(Point-per-instance localization data)
= = = = =

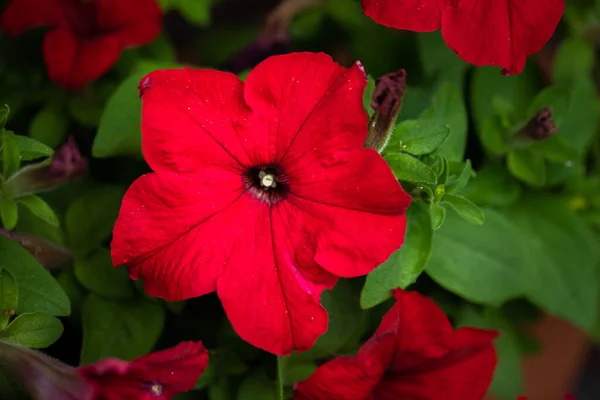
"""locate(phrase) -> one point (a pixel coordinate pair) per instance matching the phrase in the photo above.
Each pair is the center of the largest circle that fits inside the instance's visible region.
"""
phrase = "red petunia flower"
(262, 191)
(415, 354)
(156, 376)
(86, 37)
(482, 32)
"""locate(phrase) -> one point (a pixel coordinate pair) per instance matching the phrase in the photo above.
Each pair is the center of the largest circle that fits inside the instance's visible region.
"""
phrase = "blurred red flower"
(262, 191)
(415, 354)
(499, 33)
(156, 376)
(85, 37)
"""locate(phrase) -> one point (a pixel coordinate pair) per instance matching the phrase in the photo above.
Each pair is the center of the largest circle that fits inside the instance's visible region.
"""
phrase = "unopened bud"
(386, 102)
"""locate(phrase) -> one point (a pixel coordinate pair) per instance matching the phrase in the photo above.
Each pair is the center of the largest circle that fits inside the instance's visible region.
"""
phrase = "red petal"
(500, 33)
(359, 206)
(269, 302)
(189, 120)
(72, 63)
(173, 231)
(412, 15)
(135, 22)
(21, 15)
(307, 100)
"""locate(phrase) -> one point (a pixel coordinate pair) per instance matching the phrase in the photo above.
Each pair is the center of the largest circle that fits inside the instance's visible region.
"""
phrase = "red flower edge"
(157, 376)
(497, 33)
(331, 208)
(85, 38)
(415, 354)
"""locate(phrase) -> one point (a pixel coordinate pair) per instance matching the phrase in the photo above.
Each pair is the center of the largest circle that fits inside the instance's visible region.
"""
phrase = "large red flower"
(482, 32)
(157, 376)
(414, 355)
(86, 36)
(262, 191)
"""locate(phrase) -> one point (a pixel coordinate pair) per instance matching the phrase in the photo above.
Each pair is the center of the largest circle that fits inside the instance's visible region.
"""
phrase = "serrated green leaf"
(34, 330)
(528, 166)
(407, 168)
(418, 137)
(49, 126)
(465, 208)
(97, 274)
(11, 159)
(89, 220)
(9, 297)
(123, 329)
(38, 291)
(39, 208)
(9, 213)
(405, 265)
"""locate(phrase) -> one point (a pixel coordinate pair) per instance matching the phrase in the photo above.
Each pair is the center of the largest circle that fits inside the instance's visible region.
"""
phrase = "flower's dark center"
(268, 183)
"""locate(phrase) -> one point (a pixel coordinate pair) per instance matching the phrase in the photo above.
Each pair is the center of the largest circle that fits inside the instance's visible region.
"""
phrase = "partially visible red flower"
(86, 37)
(414, 355)
(262, 191)
(482, 32)
(156, 376)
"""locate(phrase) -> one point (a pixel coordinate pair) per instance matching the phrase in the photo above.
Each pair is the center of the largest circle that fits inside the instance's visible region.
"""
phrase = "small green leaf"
(465, 208)
(4, 111)
(528, 166)
(98, 275)
(407, 168)
(35, 330)
(38, 291)
(49, 126)
(405, 265)
(31, 149)
(448, 108)
(39, 208)
(438, 215)
(9, 213)
(123, 329)
(11, 159)
(257, 387)
(9, 297)
(418, 137)
(90, 218)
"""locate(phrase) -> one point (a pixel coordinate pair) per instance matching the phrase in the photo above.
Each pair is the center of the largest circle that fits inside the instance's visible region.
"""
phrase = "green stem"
(280, 378)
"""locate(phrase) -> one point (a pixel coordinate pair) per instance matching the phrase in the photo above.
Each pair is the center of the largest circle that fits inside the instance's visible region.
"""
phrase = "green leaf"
(346, 320)
(9, 213)
(418, 137)
(89, 220)
(405, 265)
(35, 330)
(39, 208)
(4, 111)
(465, 208)
(528, 166)
(554, 242)
(49, 126)
(481, 263)
(98, 275)
(257, 387)
(124, 329)
(11, 159)
(508, 377)
(31, 149)
(407, 168)
(574, 58)
(9, 297)
(493, 186)
(438, 215)
(38, 291)
(448, 108)
(368, 94)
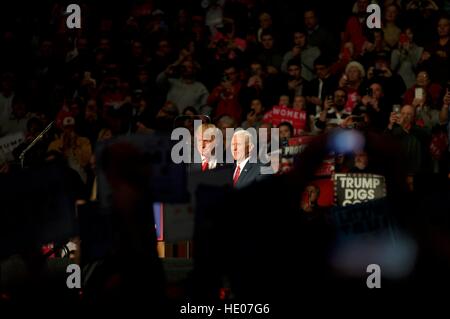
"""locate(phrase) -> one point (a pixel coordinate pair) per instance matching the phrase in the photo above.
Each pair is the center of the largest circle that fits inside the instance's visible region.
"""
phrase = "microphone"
(37, 139)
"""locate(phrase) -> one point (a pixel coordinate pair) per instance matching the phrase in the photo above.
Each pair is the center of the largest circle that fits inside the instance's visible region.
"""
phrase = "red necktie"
(204, 166)
(236, 175)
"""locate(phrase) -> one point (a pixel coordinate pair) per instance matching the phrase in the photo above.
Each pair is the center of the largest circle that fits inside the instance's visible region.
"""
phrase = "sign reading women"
(357, 188)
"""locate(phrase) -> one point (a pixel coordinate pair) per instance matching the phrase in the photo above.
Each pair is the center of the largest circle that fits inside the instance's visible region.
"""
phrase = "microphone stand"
(37, 139)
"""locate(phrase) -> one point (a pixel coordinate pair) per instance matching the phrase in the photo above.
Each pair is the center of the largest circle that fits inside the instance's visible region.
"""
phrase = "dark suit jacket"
(250, 174)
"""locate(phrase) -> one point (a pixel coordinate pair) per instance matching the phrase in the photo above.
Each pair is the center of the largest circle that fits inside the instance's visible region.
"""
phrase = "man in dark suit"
(206, 143)
(246, 170)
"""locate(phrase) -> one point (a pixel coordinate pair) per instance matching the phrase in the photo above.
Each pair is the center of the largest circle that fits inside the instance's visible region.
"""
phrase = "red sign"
(282, 113)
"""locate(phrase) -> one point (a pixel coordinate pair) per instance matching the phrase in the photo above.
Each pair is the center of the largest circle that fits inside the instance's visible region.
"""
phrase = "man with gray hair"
(247, 169)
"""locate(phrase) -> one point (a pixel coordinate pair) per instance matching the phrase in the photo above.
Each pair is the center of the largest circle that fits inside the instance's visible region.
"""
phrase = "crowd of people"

= = = = =

=== What is needed ===
The entries above need to be repeated in full, word for word. Skip the images.

=== Response box ===
"""locate(phrase) -> one point (a pixel coordinate pair) per instance matching the phrase in the photo above.
Each pair is the center of the largest circle that fits inside the instance's visible region.
"""
phrase = "red petunia flower"
(262, 191)
(415, 354)
(156, 376)
(86, 37)
(482, 32)
"""locate(phrase) -> one point (a pixel coordinate pair) per instance matching the phrase in the photo above.
Each pair is the center of the largest circle that fits inside the instance's visible region.
"""
phrase = "blurred red flower"
(262, 191)
(415, 354)
(499, 33)
(156, 376)
(85, 37)
"""locate(phrase) -> one point (a pixel coordinate pair) per instance matching the phrase in the photo above.
Each pair is the center of the largest circle that fits inside the instance's visible region.
"""
phrase = "unopened bud"
(386, 102)
"""locate(phrase) -> one point (a pixel coordinate pair) per instance matching the phrase in the photo above.
Each pair is the center of the largest circle that fits inside the instance's visible region.
"""
phrase = "red petal"
(500, 33)
(359, 206)
(269, 302)
(189, 120)
(72, 63)
(173, 231)
(412, 15)
(135, 22)
(21, 15)
(307, 100)
"""locate(phrase) -> one point (a pixel coordinate pair) per instance matching the phrase in the photo above.
Each pair is the center of the largest circle that fits inside the instance's visible region.
"""
phrase = "red flower edge"
(157, 376)
(497, 33)
(331, 208)
(85, 38)
(415, 354)
"""locate(phrase) -> one point (a pixel coordinate pair) per instance matching the phrase in the photo above.
Each pair is the center of the largest circle that fits inside the instance's visible region.
"""
phrase = "large red flower"
(482, 32)
(157, 376)
(414, 355)
(86, 36)
(262, 191)
"""locate(phrase) -> one point (a pixel coordinate pair) per instance matching the phrase in the photo above.
Each pair is the center of the largest circle that fits inside the instance's visible region.
"""
phrase = "serrated green leaf"
(34, 330)
(528, 166)
(407, 168)
(418, 137)
(49, 126)
(465, 208)
(97, 274)
(11, 159)
(89, 220)
(9, 297)
(123, 329)
(38, 291)
(39, 208)
(9, 213)
(405, 265)
"""locate(phrase) -> one point (a pixel coordinate pair) per instance matching the phrase in the photo above.
Each pair is the center of the largest circle that fits inside the instance's visible region.
"""
phrase = "flower's dark center"
(268, 183)
"""locate(phrase) -> one point (a pixel coordinate pair) per instance matching the phrase in the photo above.
Each pair is the center of the largest circle that fits inside the instance's visible region.
"""
phrase = "partially visible red flower"
(86, 37)
(414, 355)
(262, 191)
(482, 32)
(156, 376)
"""locate(phrase) -> one point (a pixel coordinate pair) per instance matching the phrase in the photo above.
Each pair is the center of the largest circle that fits inside the instance's visible region.
"""
phrase = "small green leaf"
(465, 208)
(4, 111)
(528, 166)
(98, 275)
(407, 168)
(35, 330)
(38, 291)
(49, 126)
(405, 265)
(31, 149)
(448, 108)
(39, 208)
(438, 215)
(9, 213)
(123, 329)
(11, 159)
(257, 387)
(9, 297)
(418, 137)
(90, 218)
"""locate(phrase) -> one point (a pixel coordinate pair) per instance matching the phrase in the photo above.
Each pair is the center of the largest circle that fits inside the instance's visible region.
"""
phrase = "green stem"
(280, 378)
"""locate(phrase) -> one point (a pixel coordinate pair) per instance matching the phrase in the photo above.
Each pair is the center of the largest circle that fits inside the instance's visible region.
"""
phrase = "green leaf"
(346, 320)
(9, 213)
(418, 137)
(89, 220)
(405, 265)
(35, 330)
(39, 208)
(4, 111)
(465, 208)
(528, 166)
(554, 242)
(49, 126)
(481, 263)
(98, 275)
(257, 387)
(124, 329)
(11, 159)
(508, 377)
(31, 149)
(407, 168)
(574, 58)
(9, 297)
(493, 186)
(438, 215)
(38, 291)
(448, 108)
(368, 94)
"""locate(phrase) -> one point (a pixel coordinate pair) per instance matching the phrase in the photo above.
Each pair is the center of the largest circle that fits inside the instance's visible region.
"""
phrase = "microphone"
(37, 139)
"""locate(phrase) -> one point (a pixel coordinate pair) per instance matching the phrase in the photo above.
Each pair is the center of the largest circle that fits inside the instance's visible region.
"""
phrase = "red necktie"
(204, 166)
(236, 175)
"""locate(phrase) -> one point (a pixel coordinate pair) per instance matching the phrase in the photo above.
Each pair is the center of the largest circle that fits inside the instance's visible region.
"""
phrase = "sign reading women"
(357, 188)
"""locate(phrase) -> one point (a pixel coordinate pair) per instance matching the phrase in the photo above.
Each pair is the center of the largest circle that fits inside the instance's visible region.
"""
phrase = "microphone stand"
(37, 139)
"""locate(phrase) -> one point (a pixel coordinate pair) per instance matching the phrase in the photo above.
Each pair is the center of the largest circle that fits inside the instance's visible region.
"""
phrase = "dark suit jacket"
(250, 174)
"""locate(phrase) -> one point (a pixel coordinate pair) per instance matching the phrase in the photo above.
Each pair is the center of the largest circle that fits inside the instance's visible region.
"""
phrase = "man in dark suit"
(206, 143)
(246, 170)
"""locate(phrase) -> one point (a pixel coordinate pair) per instance matching the phrase in the photo above.
Each pair is the center of the largest circle that fits inside the instance's visible region.
"""
phrase = "red sign"
(282, 113)
"""locate(phrase) -> one point (a pixel coordinate pair) per instance matching the phrase in the photo above.
Each pair is the center of the largest circle that fits inside the instance's visible region.
"""
phrase = "man with gray hair"
(247, 169)
"""locate(phrase) -> one point (a pixel coordinate pair) per instance matching the phrase in the photo above.
Each pair is the center of the largest circle that fits inside the instance's visible region.
"""
phrase = "crowd of people"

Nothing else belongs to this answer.